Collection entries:
####

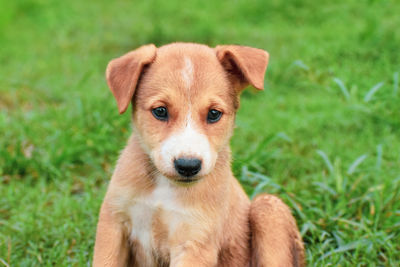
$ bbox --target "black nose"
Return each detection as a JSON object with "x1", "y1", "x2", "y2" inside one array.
[{"x1": 174, "y1": 158, "x2": 201, "y2": 177}]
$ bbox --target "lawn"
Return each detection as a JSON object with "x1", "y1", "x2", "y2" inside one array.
[{"x1": 0, "y1": 0, "x2": 400, "y2": 266}]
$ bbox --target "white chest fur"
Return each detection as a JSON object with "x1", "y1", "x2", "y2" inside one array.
[{"x1": 129, "y1": 177, "x2": 190, "y2": 266}]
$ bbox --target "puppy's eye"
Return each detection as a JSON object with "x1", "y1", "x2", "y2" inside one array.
[
  {"x1": 207, "y1": 109, "x2": 222, "y2": 123},
  {"x1": 151, "y1": 107, "x2": 168, "y2": 121}
]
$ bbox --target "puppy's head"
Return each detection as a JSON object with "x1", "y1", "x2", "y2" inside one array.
[{"x1": 106, "y1": 43, "x2": 268, "y2": 185}]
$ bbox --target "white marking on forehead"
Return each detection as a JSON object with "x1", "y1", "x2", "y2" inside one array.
[{"x1": 181, "y1": 57, "x2": 194, "y2": 89}]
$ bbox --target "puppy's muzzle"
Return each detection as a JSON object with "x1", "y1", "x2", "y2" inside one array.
[{"x1": 174, "y1": 158, "x2": 201, "y2": 177}]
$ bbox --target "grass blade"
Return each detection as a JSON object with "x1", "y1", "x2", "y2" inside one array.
[
  {"x1": 317, "y1": 150, "x2": 333, "y2": 174},
  {"x1": 347, "y1": 154, "x2": 367, "y2": 175},
  {"x1": 333, "y1": 78, "x2": 350, "y2": 100},
  {"x1": 364, "y1": 82, "x2": 385, "y2": 102},
  {"x1": 292, "y1": 59, "x2": 310, "y2": 70},
  {"x1": 376, "y1": 144, "x2": 383, "y2": 170}
]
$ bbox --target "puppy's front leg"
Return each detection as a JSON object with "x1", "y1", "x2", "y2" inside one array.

####

Exercise goal:
List each line of the records above that contains the string "white", copying every such line unchanged. Count a match only when the case is identical.

Exercise answer:
$ bbox --target "white chest fur"
$ bbox --target "white marking on forehead"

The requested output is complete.